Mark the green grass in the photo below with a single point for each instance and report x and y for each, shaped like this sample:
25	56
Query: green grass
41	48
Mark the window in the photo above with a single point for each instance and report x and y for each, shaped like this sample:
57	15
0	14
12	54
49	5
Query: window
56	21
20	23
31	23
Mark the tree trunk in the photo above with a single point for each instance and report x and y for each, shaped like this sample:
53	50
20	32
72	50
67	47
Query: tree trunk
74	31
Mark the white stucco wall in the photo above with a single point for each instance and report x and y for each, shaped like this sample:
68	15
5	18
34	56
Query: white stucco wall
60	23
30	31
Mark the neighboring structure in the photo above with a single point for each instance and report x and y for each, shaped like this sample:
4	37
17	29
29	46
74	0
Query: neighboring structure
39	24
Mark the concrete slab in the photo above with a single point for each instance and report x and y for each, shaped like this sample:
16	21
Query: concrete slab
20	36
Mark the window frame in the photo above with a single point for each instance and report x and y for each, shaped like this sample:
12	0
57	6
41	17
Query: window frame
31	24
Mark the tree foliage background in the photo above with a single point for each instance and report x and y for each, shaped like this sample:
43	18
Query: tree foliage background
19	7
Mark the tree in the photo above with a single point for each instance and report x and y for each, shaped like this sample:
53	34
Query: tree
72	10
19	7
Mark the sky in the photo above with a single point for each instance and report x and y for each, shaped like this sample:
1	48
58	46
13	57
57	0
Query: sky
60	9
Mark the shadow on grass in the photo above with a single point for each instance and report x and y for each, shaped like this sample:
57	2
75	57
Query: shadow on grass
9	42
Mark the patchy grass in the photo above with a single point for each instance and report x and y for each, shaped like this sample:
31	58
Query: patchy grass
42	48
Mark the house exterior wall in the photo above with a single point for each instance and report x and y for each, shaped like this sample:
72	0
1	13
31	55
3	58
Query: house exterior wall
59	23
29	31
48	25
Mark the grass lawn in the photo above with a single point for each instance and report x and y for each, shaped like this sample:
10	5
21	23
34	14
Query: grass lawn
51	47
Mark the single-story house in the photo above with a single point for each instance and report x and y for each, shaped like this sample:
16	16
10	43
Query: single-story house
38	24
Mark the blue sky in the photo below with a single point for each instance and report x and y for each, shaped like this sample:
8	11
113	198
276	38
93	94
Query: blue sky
########################################
### YOUR TASK:
Can you print all of the lines above again, word for word and in their original order?

### REPLY TO THE EXERCISE:
Mark the green grass in the photo below with a single point for each instance and report x and y for each, shaped like this sample:
25	56
Query: green grass
41	48
Mark the window in the photo above with a single point for each instance and report x and y for each, shaped like this sample:
57	15
0	14
12	54
49	5
Query: window
56	21
20	23
31	23
Mark the tree trunk in the photo above with a single point for each instance and report x and y for each, shaped like this sample:
53	50
20	32
72	50
67	47
Query: tree trunk
74	31
Mark the white stucco wall in the photo above with a single point for each instance and report x and y for each, shaped like this sample:
68	15
5	18
34	56
Query: white stucco wall
60	23
30	31
Mark the neighboring structure in the photo above with a single point for each instance and report x and y for each, shaped like this sample:
4	37
17	29
29	46
74	0
Query: neighboring structure
39	24
Mark the concrete slab in the photo above with a single point for each instance and report x and y for each, shaped like this sample:
16	21
Query: concrete slab
20	36
Mark the window frame in the photo above with a single point for each instance and report x and y for each, shaped like this sample:
12	0
57	6
41	17
Query: window frame
31	24
Mark the tree foliage background in the photo above with a single point for each instance and report x and y for each, shaped like this sample:
43	18
Query: tree foliage background
19	7
Mark the tree in the photo above with a single point for each instance and report x and y for each, shaped like this sample:
53	34
Query: tree
72	10
19	7
Mark the sky in the photo above with a single point for each instance and report x and y for each, shaped like this sample:
1	48
58	46
13	57
57	0
Query: sky
60	9
Mark the shadow on grass in the photo above with a single point for each instance and report x and y for each, shaped like this sample:
57	2
75	57
Query: shadow on grass
9	42
Mark the patchy grass in the photo above with a single point for each instance and report x and y for each, shaped like this sample:
31	58
Query: patchy grass
42	48
Mark the house exterior wall in the photo above with a single point for each instance and report x and y for each, shaped like this sample:
72	0
1	13
31	55
3	58
Query: house exterior wall
59	23
29	31
48	25
Mark the grass lawn in the photo above with a single point for each instance and report x and y for each, shaped like this sample:
10	5
21	23
34	14
Query: grass lawn
51	47
Mark the single-story house in the photo above with a single point for each instance and report x and y for each, shaped like this sample:
16	16
10	43
Query: single-story house
38	24
Mark the blue sky in the photo below with a single point for each instance and report x and y for each, shaped like this sample:
8	11
113	198
276	38
93	94
Query: blue sky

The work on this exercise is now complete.